Directions
Recast all of the records below as a single numbered list, omitting any blank lines.

Entries supplied
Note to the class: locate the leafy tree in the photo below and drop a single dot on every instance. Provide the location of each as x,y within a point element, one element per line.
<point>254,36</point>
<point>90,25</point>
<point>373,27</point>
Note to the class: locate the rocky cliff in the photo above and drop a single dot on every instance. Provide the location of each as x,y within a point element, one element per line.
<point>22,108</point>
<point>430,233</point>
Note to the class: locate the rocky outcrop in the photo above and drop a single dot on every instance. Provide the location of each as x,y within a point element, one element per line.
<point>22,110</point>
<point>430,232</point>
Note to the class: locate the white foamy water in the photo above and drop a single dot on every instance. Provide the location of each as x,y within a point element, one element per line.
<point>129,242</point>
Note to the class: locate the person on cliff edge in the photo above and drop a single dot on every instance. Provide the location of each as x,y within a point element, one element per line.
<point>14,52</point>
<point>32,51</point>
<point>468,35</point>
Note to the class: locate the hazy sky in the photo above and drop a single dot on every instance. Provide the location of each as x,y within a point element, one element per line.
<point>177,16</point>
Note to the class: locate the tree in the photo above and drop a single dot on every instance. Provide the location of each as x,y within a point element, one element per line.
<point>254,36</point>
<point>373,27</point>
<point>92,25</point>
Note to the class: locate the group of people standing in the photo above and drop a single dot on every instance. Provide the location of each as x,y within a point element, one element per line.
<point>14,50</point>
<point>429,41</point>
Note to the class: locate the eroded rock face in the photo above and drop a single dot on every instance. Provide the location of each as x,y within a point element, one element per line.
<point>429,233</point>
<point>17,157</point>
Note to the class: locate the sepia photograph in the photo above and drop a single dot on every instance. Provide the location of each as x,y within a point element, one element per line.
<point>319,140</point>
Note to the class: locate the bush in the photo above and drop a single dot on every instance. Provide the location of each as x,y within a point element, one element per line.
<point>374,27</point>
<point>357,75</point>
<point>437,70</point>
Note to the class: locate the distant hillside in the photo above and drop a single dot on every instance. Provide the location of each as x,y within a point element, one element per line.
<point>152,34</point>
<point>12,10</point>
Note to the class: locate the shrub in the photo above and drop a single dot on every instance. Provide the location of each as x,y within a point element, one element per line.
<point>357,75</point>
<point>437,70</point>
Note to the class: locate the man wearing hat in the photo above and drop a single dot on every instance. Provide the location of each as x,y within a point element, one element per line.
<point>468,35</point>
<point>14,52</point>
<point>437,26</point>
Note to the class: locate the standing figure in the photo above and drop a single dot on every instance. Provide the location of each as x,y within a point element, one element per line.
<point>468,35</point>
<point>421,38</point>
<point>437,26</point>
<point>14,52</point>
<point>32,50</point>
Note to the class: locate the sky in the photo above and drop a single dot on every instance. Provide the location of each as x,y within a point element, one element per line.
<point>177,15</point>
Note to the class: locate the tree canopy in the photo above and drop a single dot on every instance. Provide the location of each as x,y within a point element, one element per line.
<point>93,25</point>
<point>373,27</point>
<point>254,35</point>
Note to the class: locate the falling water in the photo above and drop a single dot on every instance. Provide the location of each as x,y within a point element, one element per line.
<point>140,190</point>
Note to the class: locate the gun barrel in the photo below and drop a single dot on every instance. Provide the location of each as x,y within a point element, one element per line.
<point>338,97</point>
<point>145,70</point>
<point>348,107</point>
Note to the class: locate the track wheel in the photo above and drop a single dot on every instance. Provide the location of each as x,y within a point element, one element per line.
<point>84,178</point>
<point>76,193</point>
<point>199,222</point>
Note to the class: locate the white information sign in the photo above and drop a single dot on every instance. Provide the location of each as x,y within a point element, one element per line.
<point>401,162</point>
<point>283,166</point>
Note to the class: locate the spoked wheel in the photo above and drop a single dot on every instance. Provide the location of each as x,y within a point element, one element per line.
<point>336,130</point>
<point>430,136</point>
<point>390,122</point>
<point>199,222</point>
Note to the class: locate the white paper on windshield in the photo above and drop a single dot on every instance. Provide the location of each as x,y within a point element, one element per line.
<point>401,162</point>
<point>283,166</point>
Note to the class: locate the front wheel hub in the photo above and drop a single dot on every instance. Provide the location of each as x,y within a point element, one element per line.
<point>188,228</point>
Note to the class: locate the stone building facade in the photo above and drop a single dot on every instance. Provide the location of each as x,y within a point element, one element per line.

Expected answer
1. Note to the class: locate the leafy tree in the photo below and drop a single dot on every instance. Provide the location of each as x,y within a point element, one element per line.
2. <point>254,36</point>
3. <point>90,25</point>
4. <point>373,27</point>
5. Note to the class: locate the rocky cliff in the photo above and drop a single dot on every instance. Provide the location of each as x,y within a point element, one element per line.
6. <point>22,108</point>
7. <point>430,233</point>
8. Note to the class: locate the rocky outcrop in the photo above and drop a single dot on every instance. Provide the location of each as x,y within a point element, one element per line.
9. <point>22,110</point>
10. <point>430,232</point>
11. Note to the class: locate the white foamy water in the photo above and drop a single dot on every instance. Provide the location of each as x,y within a point element, one element per line.
12. <point>129,242</point>
13. Note to the class: locate the person on cliff edge in the photo above and drop a single dot on every instance. Provide the location of each as x,y within a point element, one element per line.
14. <point>14,52</point>
15. <point>32,51</point>
16. <point>468,35</point>
17. Note to the class: locate the hazy sky in the photo above and drop a single dot on every instance. Provide the location of each as x,y within a point element, one element per line.
18. <point>177,16</point>
19. Note to the class: locate the tree in the photo above and drop a single dot on every instance. Provide the location of each as x,y within a point element, one element per line.
20. <point>254,36</point>
21. <point>373,27</point>
22. <point>92,25</point>
23. Note to the class: locate the group of people standing in the photo above and drop a single dot on every instance. Provide the location of each as x,y within a point element, one element per line.
24. <point>14,50</point>
25. <point>429,41</point>
26. Note to the class: locate the eroded rock face in the photo above and drop a single dot on every instance. Provide the location of each as x,y within a point element, one element per line.
27. <point>429,233</point>
28. <point>17,157</point>
29. Note to the class: locate the sepia photograph in the photo above and drop a single dot on every instance. Provide the location of each as x,y within a point element, one element per line.
30. <point>319,140</point>
31. Note to the class: locate the bush in the photo above and drop a single dot on every instance. Provide the location of each as x,y within a point element, one element per line.
32. <point>374,27</point>
33. <point>357,75</point>
34. <point>437,70</point>
35. Note to the class: locate the distant hillside in the photo above and drop a single dot on every instance. Provide the location of each as x,y within a point element, one element per line.
36. <point>152,34</point>
37. <point>12,10</point>
38. Note to the class: locate the shrub in the photo above and drop a single dot on every instance. Provide the location of each as x,y within a point element, one element per line.
39. <point>357,75</point>
40. <point>437,70</point>
41. Note to the class: locate the man wearing hat in the photo above and drop a single dot on every instance. Provide the location of each as x,y within a point element, one element per line.
42. <point>468,35</point>
43. <point>14,52</point>
44. <point>437,26</point>
45. Note to the class: locate the standing figure in the photo above and drop a single dot on every instance. Provide the location of each as x,y within a point element, one element per line.
46. <point>468,35</point>
47. <point>421,38</point>
48. <point>437,26</point>
49. <point>14,52</point>
50. <point>32,50</point>
51. Note to the class: locate the sky in the photo above and drop a single dot on every instance. Provide the location of each as x,y within a point element, one element per line.
52. <point>177,15</point>
53. Note to the class: locate the tree canopy in the photo above and drop a single dot on every instance. Provide the location of each as x,y within a point element, one element per line.
54. <point>93,25</point>
55. <point>373,27</point>
56. <point>254,35</point>
57. Note to the class: locate the falling water in the photo above and drop a single dot on every instance. Provide the location of each as x,y within a point element, one element per line.
58. <point>140,190</point>
59. Note to the class: locate the gun barrel in the photo below and drop a single dot on every instance. Provide the location of each as x,y within a point element, one element per line.
60. <point>338,97</point>
61. <point>145,70</point>
62. <point>348,107</point>
63. Note to the class: locate the track wheel in the photo above and drop a single dot on every instance. Provide the location of each as x,y within a point element, one element per line.
64. <point>84,178</point>
65. <point>76,193</point>
66. <point>199,222</point>
67. Note to the class: locate the white information sign in the photo above and drop a single dot on every instance. Provide the location of each as x,y within a point element, one element per line.
68. <point>401,162</point>
69. <point>283,166</point>
70. Note to the class: locate the spoked wheel in the photo above and drop a single dot on every instance. Provide the location of each as x,y within a point element, one element per line.
71. <point>336,130</point>
72. <point>430,136</point>
73. <point>390,122</point>
74. <point>199,222</point>
75. Note to the class: locate the white paper on windshield in the photo above and drop a single dot on every instance. Provide the location of each as x,y within a point element, one element per line.
76. <point>401,162</point>
77. <point>283,166</point>
78. Note to the class: locate the front wheel hub in the photo above and drop a single dot on every instance. Provide the location of each as x,y within a point element, one element per line.
79. <point>188,228</point>
80. Note to the class: locate the stone building facade in the photo above and drop a single dot on every instance. Provide the location of each as x,y within a point element, one element per line.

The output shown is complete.